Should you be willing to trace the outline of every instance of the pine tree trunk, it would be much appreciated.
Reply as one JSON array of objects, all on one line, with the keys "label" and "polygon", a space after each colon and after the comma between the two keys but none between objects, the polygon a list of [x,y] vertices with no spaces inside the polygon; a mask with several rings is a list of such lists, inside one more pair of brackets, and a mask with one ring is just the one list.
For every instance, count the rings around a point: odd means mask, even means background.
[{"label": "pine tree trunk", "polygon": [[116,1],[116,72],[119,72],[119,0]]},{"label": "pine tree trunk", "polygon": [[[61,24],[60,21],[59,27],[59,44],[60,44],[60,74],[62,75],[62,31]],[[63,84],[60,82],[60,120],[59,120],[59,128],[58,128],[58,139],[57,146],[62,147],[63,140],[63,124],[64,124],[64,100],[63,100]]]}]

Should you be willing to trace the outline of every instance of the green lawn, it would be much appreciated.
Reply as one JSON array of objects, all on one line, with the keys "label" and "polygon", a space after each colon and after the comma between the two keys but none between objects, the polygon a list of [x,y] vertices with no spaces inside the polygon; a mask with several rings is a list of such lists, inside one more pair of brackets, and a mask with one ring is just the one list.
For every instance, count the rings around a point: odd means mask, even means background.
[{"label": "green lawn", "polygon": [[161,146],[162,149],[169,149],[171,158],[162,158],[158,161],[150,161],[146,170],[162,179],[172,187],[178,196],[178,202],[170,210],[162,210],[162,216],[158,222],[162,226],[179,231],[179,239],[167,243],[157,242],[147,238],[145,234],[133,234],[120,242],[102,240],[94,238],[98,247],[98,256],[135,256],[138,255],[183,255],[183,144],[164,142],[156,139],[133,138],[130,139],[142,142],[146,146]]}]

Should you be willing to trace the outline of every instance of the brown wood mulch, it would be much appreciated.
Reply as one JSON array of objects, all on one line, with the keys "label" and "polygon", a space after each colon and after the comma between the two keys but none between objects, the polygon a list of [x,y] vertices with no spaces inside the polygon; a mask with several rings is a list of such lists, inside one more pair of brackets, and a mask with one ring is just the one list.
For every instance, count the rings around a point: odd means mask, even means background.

WHAT TO DO:
Give every line of the material above as a Markdown table, skipping blank lines, with a "Row" column for the row number and a "Line" column for the line itself.

WRITTEN SOLUTION:
| Row | Line |
|---|---|
| 1 | Should you be willing to trace the outline of every instance of the pine tree trunk, it would be much appreciated. |
| 2 | Reply as one JSON array of objects, all on one line, with the keys "label" and "polygon", a space after each colon and after the comma between the two keys but none between objects, the polygon a list of [x,y] vertices with no spaces inside the polygon; a mask with several rings is a list of such lists, inside one more pair of brackets, and a mask with one ring is just the one list. |
| 3 | For every instance, count the rings around a point: odd means mask, even means background. |
| 4 | [{"label": "pine tree trunk", "polygon": [[116,1],[116,72],[119,72],[119,0]]},{"label": "pine tree trunk", "polygon": [[[61,24],[60,21],[59,27],[59,44],[60,44],[60,74],[62,75],[62,31]],[[63,84],[60,82],[60,120],[59,120],[59,128],[58,128],[58,139],[57,146],[62,147],[63,140],[63,124],[64,124],[64,100],[63,100]]]}] |
| 5 | Should you be willing to trace the outline of every instance of the green lawn, it would be much appreciated. |
| 6 | Reply as one JSON array of objects, all on one line, with the keys "label" and "polygon", a space after each colon and after the comma between the two keys but none between objects, the polygon a list of [x,y] vertices with no spaces inside the polygon; a mask with several rings is a list of such lists, inside one more pair of brackets, and a mask with one ring is just the one list. |
| 7 | For every instance, count the rings around a point: odd means mask, even means background. |
| 8 | [{"label": "green lawn", "polygon": [[161,146],[162,149],[169,149],[171,158],[162,158],[158,161],[150,161],[146,170],[162,179],[172,187],[178,196],[178,202],[170,210],[162,210],[162,216],[158,222],[162,226],[179,231],[179,239],[167,243],[157,242],[147,238],[145,234],[133,234],[120,242],[102,240],[94,238],[98,247],[98,256],[135,256],[138,255],[183,255],[183,144],[164,142],[156,139],[133,138],[130,139],[142,142],[146,146]]}] |
| 9 | Should you be willing to trace the outline of every instance of the brown wood mulch, it would be much appreciated. |
| 10 | Reply as one JSON array of objects, all on one line, with the keys "label" and "polygon", a space after each colon and after the comma between the two keys but none between objects, the polygon a list of [x,y] vertices with no spaces inside the polygon; a mask with several rings is a list of such lists, inside one more pair of brackets, and a mask with one ring is just the one list. |
| 11 | For every instance, count the rings around a point: odd means mask, even means background. |